> _Challenge_: Take the line that contains "Objective: provide one point per instance of the stuffed lion" as the first line and the final line of the records as the last; return exactly those lines and the lines between.

::: Dataset excerpts :::

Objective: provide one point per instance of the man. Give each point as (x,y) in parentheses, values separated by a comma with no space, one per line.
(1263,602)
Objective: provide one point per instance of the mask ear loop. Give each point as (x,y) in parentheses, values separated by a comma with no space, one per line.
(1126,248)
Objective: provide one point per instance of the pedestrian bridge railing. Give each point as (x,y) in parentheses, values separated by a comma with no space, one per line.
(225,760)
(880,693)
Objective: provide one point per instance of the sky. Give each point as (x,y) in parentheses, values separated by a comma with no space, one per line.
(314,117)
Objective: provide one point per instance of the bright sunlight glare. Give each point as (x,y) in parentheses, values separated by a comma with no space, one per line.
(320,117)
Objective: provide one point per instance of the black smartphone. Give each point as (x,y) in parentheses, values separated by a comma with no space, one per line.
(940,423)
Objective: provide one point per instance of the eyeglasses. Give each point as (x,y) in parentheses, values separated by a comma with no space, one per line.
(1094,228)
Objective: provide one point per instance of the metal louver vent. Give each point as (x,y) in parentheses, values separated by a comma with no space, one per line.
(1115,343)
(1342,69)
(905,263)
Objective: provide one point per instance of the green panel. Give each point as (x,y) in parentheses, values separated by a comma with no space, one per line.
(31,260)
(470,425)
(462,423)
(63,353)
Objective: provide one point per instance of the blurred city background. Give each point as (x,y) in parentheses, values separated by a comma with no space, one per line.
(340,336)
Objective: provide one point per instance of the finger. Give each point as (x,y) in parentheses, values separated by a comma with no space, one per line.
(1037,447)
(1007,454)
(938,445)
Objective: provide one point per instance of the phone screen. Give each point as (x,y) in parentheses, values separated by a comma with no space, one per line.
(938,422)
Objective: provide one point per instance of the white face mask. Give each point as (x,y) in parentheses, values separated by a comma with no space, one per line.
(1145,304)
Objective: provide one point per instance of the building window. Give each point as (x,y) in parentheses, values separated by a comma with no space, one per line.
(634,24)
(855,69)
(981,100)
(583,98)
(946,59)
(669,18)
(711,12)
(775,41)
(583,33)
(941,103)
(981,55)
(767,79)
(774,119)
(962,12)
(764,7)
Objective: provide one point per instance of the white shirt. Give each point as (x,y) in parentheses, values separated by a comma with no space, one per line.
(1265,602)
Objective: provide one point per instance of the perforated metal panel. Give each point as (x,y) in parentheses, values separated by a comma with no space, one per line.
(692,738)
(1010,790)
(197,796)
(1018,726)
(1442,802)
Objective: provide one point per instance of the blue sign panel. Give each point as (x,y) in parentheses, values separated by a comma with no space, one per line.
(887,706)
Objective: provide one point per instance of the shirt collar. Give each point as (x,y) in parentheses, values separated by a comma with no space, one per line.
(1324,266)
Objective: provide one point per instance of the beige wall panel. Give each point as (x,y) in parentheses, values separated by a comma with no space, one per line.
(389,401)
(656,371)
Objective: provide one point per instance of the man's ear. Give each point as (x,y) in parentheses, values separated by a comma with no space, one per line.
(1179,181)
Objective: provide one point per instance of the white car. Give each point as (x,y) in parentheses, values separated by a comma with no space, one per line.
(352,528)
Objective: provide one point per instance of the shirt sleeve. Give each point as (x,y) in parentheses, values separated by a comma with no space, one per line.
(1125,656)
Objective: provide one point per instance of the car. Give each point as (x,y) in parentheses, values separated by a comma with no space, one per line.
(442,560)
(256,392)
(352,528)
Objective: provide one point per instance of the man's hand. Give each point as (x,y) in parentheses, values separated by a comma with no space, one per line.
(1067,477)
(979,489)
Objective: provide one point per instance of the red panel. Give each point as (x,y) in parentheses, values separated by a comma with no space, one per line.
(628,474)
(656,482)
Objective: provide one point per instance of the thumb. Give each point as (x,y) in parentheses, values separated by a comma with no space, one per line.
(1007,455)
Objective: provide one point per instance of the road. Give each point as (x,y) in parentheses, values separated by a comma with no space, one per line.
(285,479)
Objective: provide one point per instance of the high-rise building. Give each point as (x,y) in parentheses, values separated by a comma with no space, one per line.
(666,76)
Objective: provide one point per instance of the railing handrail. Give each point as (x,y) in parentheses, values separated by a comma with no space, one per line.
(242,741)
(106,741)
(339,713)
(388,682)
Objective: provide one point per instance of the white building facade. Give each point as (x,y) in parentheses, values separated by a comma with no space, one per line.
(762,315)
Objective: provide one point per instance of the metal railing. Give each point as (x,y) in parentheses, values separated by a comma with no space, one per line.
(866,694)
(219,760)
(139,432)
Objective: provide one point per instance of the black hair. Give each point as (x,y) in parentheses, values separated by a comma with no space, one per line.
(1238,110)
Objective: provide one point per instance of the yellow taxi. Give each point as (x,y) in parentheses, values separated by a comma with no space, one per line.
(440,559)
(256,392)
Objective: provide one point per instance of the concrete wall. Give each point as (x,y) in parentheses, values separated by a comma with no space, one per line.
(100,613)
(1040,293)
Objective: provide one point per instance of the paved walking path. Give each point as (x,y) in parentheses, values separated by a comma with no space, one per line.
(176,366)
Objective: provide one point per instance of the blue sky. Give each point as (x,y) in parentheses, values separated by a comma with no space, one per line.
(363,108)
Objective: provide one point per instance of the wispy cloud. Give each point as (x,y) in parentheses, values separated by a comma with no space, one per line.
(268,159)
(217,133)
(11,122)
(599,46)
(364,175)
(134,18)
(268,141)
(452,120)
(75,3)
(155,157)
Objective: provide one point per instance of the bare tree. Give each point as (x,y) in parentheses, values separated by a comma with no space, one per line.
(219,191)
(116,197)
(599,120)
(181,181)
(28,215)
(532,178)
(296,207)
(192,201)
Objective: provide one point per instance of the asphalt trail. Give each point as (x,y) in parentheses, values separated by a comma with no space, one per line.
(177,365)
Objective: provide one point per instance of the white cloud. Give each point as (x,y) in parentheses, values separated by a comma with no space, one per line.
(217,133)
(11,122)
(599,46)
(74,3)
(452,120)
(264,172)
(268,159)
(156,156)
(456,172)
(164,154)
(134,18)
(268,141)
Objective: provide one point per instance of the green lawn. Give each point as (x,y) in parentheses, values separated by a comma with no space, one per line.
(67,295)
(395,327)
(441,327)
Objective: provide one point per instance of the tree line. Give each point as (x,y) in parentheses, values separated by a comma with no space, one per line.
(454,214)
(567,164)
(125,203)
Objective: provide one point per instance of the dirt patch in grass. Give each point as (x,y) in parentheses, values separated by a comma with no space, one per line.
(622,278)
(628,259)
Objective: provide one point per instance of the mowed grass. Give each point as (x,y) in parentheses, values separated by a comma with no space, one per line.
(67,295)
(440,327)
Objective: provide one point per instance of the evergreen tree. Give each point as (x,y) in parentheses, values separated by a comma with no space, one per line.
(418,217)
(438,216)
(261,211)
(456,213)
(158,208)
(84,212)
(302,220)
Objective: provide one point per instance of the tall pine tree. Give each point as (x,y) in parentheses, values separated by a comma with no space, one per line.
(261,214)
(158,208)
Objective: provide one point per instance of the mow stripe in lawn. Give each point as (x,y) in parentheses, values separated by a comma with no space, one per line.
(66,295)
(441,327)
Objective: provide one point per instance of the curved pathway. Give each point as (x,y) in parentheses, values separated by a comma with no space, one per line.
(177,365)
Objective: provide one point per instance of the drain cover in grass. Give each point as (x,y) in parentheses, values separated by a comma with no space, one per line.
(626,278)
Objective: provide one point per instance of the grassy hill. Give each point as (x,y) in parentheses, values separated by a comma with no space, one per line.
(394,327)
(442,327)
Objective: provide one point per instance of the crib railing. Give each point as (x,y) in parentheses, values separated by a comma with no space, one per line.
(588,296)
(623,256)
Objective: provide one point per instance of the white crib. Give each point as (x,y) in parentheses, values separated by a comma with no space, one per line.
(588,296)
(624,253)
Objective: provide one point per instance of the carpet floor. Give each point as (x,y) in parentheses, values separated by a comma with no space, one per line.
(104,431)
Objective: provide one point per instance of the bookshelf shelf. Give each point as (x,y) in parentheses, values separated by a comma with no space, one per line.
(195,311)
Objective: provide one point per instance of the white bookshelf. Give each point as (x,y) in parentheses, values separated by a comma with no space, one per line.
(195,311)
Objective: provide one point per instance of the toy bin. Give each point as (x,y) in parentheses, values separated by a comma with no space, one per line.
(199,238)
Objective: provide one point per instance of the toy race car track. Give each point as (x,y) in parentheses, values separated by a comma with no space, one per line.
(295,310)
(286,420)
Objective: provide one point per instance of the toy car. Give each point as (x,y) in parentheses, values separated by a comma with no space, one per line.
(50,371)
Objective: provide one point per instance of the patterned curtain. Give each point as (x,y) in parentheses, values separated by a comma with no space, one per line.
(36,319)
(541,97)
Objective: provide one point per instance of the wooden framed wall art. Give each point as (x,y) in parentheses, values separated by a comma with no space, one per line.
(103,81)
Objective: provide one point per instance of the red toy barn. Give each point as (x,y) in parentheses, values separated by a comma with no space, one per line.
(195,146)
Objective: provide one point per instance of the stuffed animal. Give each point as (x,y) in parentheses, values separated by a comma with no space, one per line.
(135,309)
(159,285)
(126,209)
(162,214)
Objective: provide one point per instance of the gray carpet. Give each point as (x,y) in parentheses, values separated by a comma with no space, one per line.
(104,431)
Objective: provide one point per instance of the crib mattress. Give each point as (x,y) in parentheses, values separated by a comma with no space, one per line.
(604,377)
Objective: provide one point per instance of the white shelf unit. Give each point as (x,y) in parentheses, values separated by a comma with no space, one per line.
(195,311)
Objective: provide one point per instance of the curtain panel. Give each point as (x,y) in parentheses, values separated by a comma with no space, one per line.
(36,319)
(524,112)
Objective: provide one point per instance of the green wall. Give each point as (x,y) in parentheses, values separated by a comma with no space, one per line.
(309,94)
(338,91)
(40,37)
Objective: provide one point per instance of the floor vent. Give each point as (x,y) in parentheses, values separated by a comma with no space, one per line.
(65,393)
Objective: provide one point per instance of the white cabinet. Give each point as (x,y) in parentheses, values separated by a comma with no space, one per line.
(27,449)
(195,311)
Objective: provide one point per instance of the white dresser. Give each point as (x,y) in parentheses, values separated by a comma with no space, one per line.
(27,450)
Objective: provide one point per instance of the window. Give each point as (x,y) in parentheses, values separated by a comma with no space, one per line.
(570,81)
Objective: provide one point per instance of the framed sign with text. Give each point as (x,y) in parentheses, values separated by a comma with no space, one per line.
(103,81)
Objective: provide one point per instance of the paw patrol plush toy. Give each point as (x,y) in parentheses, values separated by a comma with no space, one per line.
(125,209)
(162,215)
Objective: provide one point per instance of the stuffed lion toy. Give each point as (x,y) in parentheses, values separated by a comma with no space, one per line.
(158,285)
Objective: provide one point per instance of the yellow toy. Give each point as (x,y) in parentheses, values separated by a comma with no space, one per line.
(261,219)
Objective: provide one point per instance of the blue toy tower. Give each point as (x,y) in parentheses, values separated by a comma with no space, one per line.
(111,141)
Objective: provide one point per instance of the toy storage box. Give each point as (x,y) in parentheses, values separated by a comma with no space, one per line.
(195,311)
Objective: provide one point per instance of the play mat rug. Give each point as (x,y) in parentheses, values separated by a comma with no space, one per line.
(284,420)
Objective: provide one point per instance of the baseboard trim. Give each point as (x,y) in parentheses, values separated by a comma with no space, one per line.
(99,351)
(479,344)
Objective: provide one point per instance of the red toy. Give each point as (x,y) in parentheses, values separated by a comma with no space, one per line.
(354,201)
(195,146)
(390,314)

:::

> _Full solution_:
Objective: provide one point per instance of the stuffed lion toy. Give each point as (x,y) in parentheses, values separated by a comma with no space, one per line.
(158,285)
Objective: provide one point per instance of the yellow toy. Give each point as (x,y) in parentheses, values separated by a comma with no space, one per line.
(261,219)
Objective: provide one point per instance of the blue toy tower. Give each point as (x,y) in parentheses, values separated by a comma with no space, one per line.
(111,141)
Objective: provide one point per instance of the toy storage box. Give each point as (x,y) in parentheses, values separated by a comma with no space, one per line.
(195,311)
Objective: provide one point per instance of the play mat rug. Give each point as (x,y) in parentheses, values separated by a comma with no space, one per line.
(284,420)
Objective: provide one point per instance of the baseboard trim. Give each point as (x,y) in parentheses, values separated by a comma with no space, one per line.
(99,351)
(479,344)
Objective: provide one point per instance of the red toy. Give each point as (x,y) in parentheses, values separated by a comma with no space, one per line.
(354,201)
(195,146)
(390,314)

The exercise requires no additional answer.